WORK TO BE COMPLETED: Carry on the news report about antidepressant drugs and macular degeneration from the point where it stops.

READING PASSAGE:
ANTIDEPRESSANT DRUGS COULD HELP PREVENT MACULAR DEGENERATION

ANTIDEPRESSANT DRUGS COULD HELP PREVENT MACULAR DEGENERATION

An antidepressant drug could help stop millions of patients losing their sight from one of the biggest causes of blindness in the world.

Scientists believe they have found a new treatment that could help prevent vision loss in sufferers of the condition.

The discovery was made when researchers found how to stop abnormalities in the retina forming that cause the degeneration of the macular – the light-sensitive area at the back of eye that is responsible for central vision.

In tests on mice using drugs that are already on the market experts discovered they could prevent damage to the cells that maintain the light-sensitive cells in the eyes.

Macular degeneration is the fourth most common cause of blindness behind glaucoma, cataracts and preterm birth and is divided into “dry” and “wet” forms with the dry form making up 90 per cent of cases.

The condition destroys central vision in about 600,000 Britons and more than 13 million people worldwide, mainly among the elderly, and is largely untreatable.

Professor Aparna Lakkaraju, an assistant professor of ophthalmology and visual sciences at the University of Wisconsin-Madison said: “These studies raise the possibility of treatments that could slow or prevent macular degeneration.”

In the study published in the Proceedings of the National Academy of Sciences, the research team pinpointed how immune abnormalities beneath the retina result in macular degeneration.

Prof Lakkaraju focused on two protective mechanisms during the gradual onset of macular degeneration, which can destroy the central vision needed to read and recognise faces.

The more common dry form, which can take years to deteriorate is caused by a build up of deposits on the macular.

Whereas the wet form affects around 40,000 people and develops when abnormal blood vessels form underneath the macular and damage cells.

Although macular degeneration eventually damages or kills the light-sensitive rods and cones, Prof Lakkaraju says that it starts with injury to the retinal pigment epithelium (RPE).

The RPE, a single layer of cells beneath the rods and cones at the back of the eye, performs many functions essential for healthy vision.

SUPPLIED DATA:
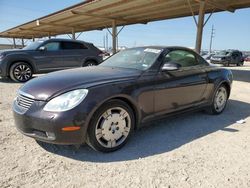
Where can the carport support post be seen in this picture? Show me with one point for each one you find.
(73, 34)
(200, 26)
(114, 35)
(22, 42)
(14, 42)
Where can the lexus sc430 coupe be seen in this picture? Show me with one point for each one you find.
(103, 105)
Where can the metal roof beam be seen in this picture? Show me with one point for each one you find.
(99, 16)
(218, 5)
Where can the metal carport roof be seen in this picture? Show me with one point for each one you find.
(100, 14)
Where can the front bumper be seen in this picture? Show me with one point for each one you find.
(47, 126)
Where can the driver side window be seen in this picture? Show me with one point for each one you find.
(181, 57)
(52, 46)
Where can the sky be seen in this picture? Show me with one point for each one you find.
(232, 30)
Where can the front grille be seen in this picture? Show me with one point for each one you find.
(24, 101)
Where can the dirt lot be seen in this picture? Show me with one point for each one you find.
(194, 150)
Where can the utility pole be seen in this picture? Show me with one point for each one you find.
(211, 39)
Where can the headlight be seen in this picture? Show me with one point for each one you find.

EXERCISE RESULT:
The damage starts with a disturbance of immune proteins which normally kill disease-causing organisms by boring holes in their cell membranes.

Prof Lakkaraju added: “The light-detecting cells in the retina are totally dependent on the RPE for survival.

“But the RPE cells are not replaced through the lifespan. So we asked, ‘what are the innate protective mechanisms that keep the RPE healthy, and how do they go awry in macular degeneration?’

“Protein CD59 prevents the final step of attack that forms the pore. Once a pore forms, the cell can move a lysosome to close it.”

Prof Lakkaraju used cells from pig eyes and mice that lack the protein CD59 to identify an enzyme that neutralises the attack on the eye cells.

The enzymes are commonly found in drugs used to treat depression and osteoporosis.

Lakkaraju said: “We found that the antidepressant desipramine, administered to mice in their drinking water, restored CD59 on the cell surface, decreased reactive oxygen species, and prevented mitochondrial fragmentation.

“My lab is interested in the earliest stages of macular degeneration, because we cannot reverse the loss of RPE and photoreceptors.

“We hope a pharmaceutical company will license this process and start the necessary preclinical and clinical trials.

“The epidemiological data are there, and now we have fairly convincing mouse data. The safety profiles of these drugs have been documented for decades.

“There is certainly no guarantee of success, but we need a way to prevent macular degeneration. I am realistic, but hopeful, that better knowledge of this disease process could be the key.”